## Passage to read:
────────

PRELIMINARY STATEMENTS
A. The Borrower, the Guarantor, the Lenders and the Administrative Agent entered into an Amended and Restated Credit Agreement dated as of March 15, 2016, as amended (the “Credit Agreement”). All capitalized terms used herein without definition shall have the same meanings herein as such terms have in the Credit Agreement.
B. The Borrower has requested that the Lenders make certain amendments to the Credit Agreement, and the Lenders are willing to do so under the terms and conditions set forth in this Amendment.
NOW, THEREFORE, for good and valuable consideration, the receipt and sufficiency of which is hereby acknowledged, the parties hereto agree as follows:
SECTION 1. AMENDMENT.
Subject to the satisfaction of the conditions precedent set forth in Section 2 below, the Credit Agreement shall be and hereby is amended to incorporate the changes reflected on Exhibit A hereto.
SECTION 2. CONDITIONS.
2.1. Conditions Precedent. The effectiveness of this Amendment is subject to the satisfaction of all of the following conditions precedent:
(a). Receipt by the Administrative Agent this Amendment duly executed by the Borrower, the Guarantor, and the Lenders;
(b) if requested by any Lender, receipt by the Administrative Agent of Notes for such Lender duly executed by the Borrower dated the date hereof and otherwise in compliance with the provisions of Section 1.8 of the Credit Agreement;
(c) receipt by the Administrative Agent of evidence satisfactory to it that Borrower has received at least $30,000,000 in Holdings Subordinated Debt together with a subordination agreement relating to the Holdings Subordinated Debt duly executed by the Guarantor in form and substance acceptable to the Administrative Agent;
(d) receipt by the Administrative Agent of resolutions of the Borrower’s Board of Directors (or similar governing body) authorizing the execution, delivery and performance of this Amendment and the consummation of the transactions contemplated hereby, together with specimen signatures of the persons authorized to execute such documents on the behalf, all certified in each instance by its Secretary or Assistant Secretary;
(e) receipt by the Administrative Agent of copies of the certificates of good standing for the Borrower and the Guarantor (dated no earlier than 30 days prior to the date hereof) from the office of the secretary of the state of its incorporation or organization and of each state in which it is qualified to do business as a foreign corporation or organization;
(f) receipt by the Administrative Agent of financing statement, tax, and judgment lien search results against the Property of the Borrower and the Guarantor evidencing the absence of Liens on its Property except as permitted by the Credit Agreement;
(g) receipt by the Administrative Agent of the favorable written opinion of counsel to the Borrower and the Guarantor, in form and substance satisfactory to the Administrative Agent;
(h) no material adverse change in the business, condition (financial or otherwise), operations, performance, or Properties of the Borrower or the Guarantor shall have occurred since September 30, 2016;
(i) receipt by the Administrative Agent of an upfront fee, for the ratable benefit of the Lenders, equal to .125% of the Commitments after giving effect to this Amendment; and
(j) receipt by the Administrative Agent of such other agreements, instruments, documents, certificates, and opinions as the Administrative Agent may reasonably request.
2.2. Conditions Subsequent. Not later than 90 days after the effective date of this Amendment, the Borrower shall permit the Administrative Agent and its duly authorized representatives to conduct an audit on the Collateral in accordance with Section 8.6 of the Credit Agreement.
SECTION 3. REPRESENTATIONS.

────────

[Point-based annotation records]
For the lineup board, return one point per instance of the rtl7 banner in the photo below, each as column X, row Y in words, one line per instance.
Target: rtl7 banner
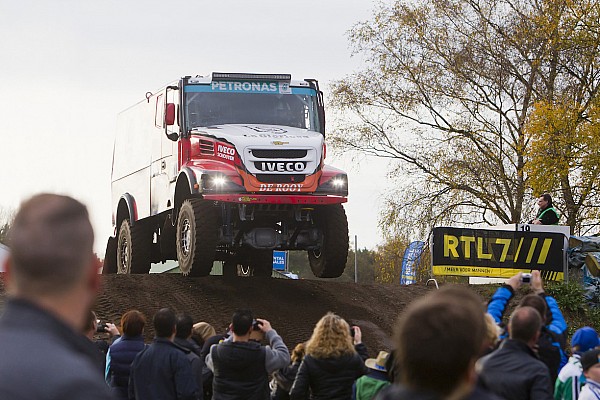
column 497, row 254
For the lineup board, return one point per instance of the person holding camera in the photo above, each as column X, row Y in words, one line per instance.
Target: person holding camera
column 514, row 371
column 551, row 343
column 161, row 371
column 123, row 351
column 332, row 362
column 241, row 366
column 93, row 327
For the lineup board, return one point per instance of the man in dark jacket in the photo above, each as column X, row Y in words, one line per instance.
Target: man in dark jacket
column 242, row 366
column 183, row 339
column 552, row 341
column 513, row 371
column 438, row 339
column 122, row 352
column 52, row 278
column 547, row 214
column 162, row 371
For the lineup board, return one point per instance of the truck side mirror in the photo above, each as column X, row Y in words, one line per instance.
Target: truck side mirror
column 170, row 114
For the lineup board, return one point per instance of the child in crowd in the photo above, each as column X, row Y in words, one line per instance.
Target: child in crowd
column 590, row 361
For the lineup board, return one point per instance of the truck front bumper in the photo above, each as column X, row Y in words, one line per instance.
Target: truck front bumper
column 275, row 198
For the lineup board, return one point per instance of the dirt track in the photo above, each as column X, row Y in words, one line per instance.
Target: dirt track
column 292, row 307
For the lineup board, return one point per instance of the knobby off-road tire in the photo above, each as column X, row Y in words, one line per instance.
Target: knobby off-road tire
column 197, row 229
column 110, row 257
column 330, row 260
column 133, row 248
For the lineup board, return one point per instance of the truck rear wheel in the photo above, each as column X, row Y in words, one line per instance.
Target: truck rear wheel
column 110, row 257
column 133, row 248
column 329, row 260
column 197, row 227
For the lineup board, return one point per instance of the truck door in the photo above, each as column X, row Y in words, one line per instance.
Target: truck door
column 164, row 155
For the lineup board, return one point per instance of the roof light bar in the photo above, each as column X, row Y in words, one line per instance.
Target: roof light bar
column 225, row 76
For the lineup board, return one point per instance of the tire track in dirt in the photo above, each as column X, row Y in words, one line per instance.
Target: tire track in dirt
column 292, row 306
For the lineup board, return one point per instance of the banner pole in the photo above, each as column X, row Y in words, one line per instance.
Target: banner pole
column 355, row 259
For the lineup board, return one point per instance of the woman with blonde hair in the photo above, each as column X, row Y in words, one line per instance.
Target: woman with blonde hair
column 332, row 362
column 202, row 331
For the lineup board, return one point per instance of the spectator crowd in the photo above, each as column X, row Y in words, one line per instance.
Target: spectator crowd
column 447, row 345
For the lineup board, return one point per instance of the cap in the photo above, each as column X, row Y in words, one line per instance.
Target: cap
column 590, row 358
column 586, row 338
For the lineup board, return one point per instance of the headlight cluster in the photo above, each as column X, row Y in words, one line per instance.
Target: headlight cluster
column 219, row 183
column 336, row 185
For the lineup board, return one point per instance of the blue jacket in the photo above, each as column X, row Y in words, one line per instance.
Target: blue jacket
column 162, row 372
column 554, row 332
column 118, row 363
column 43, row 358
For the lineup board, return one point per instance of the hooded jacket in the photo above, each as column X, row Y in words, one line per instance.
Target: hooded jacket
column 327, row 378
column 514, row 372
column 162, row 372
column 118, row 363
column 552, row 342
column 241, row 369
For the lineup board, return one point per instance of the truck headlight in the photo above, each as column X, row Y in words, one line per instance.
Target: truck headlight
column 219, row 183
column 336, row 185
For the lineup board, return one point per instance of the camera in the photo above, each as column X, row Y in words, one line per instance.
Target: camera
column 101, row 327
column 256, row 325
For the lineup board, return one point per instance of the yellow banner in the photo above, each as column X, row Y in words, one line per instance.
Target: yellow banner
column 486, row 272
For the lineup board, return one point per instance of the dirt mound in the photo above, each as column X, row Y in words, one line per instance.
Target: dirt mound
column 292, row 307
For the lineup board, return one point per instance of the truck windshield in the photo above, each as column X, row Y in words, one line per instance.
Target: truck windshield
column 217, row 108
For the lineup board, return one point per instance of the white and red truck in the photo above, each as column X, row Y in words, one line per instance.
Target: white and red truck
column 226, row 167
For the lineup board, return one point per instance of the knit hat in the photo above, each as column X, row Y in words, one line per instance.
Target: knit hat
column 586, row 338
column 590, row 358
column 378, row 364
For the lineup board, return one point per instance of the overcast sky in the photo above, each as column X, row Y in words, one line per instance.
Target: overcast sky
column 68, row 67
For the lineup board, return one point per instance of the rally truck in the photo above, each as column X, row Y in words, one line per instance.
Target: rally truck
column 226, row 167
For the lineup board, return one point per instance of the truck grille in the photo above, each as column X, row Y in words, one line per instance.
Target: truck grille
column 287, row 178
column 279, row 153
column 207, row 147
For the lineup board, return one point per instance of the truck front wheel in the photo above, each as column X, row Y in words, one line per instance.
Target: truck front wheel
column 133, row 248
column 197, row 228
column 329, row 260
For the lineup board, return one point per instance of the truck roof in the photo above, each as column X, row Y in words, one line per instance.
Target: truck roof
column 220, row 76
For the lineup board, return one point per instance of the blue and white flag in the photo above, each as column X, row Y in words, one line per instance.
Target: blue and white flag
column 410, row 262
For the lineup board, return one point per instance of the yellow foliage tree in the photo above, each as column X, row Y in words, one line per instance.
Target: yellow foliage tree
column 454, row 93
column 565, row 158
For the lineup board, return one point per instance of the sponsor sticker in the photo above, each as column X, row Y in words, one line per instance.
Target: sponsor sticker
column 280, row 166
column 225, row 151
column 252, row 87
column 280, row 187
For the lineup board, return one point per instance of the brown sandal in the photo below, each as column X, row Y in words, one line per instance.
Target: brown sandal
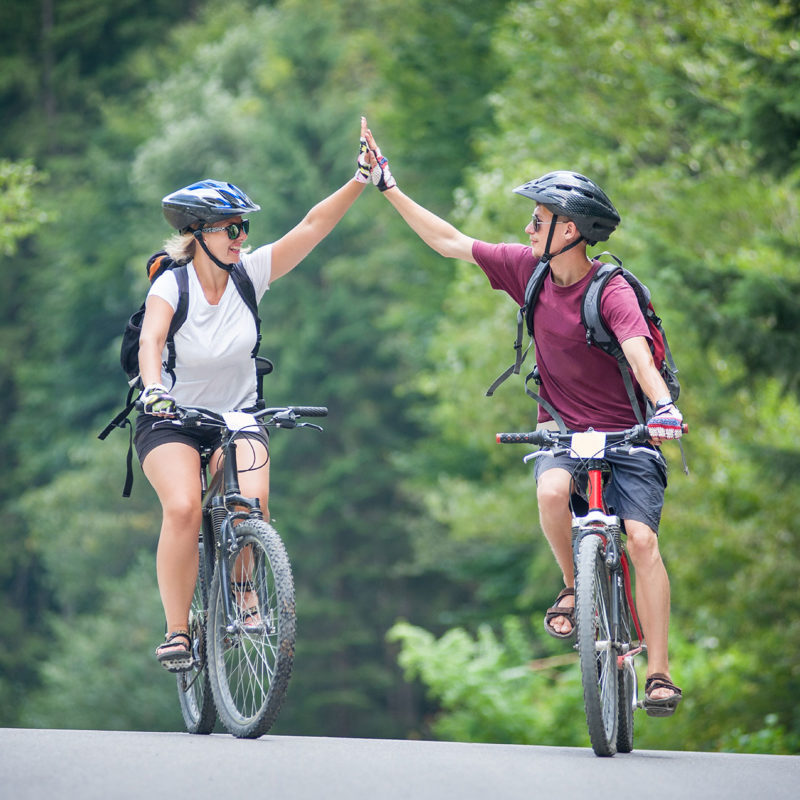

────────

## Directive A:
According to the amendment text, how large is the upfront fee the Administrative Agent must receive for the ratable benefit of the Lenders?
## Directive B:
Repeat the part of the amendment text between "Subject to the satisfaction of the" and "SECTION 2. CONDITIONS.", inclusive.
Nothing in the records is needed here.

## Exercise answer A:
It equals .125% of the Commitments after giving effect to the Amendment.

## Exercise answer B:
Subject to the satisfaction of the conditions precedent set forth in Section 2 below, the Credit Agreement shall be and hereby is amended to incorporate the changes reflected on Exhibit A hereto.
SECTION 2. CONDITIONS.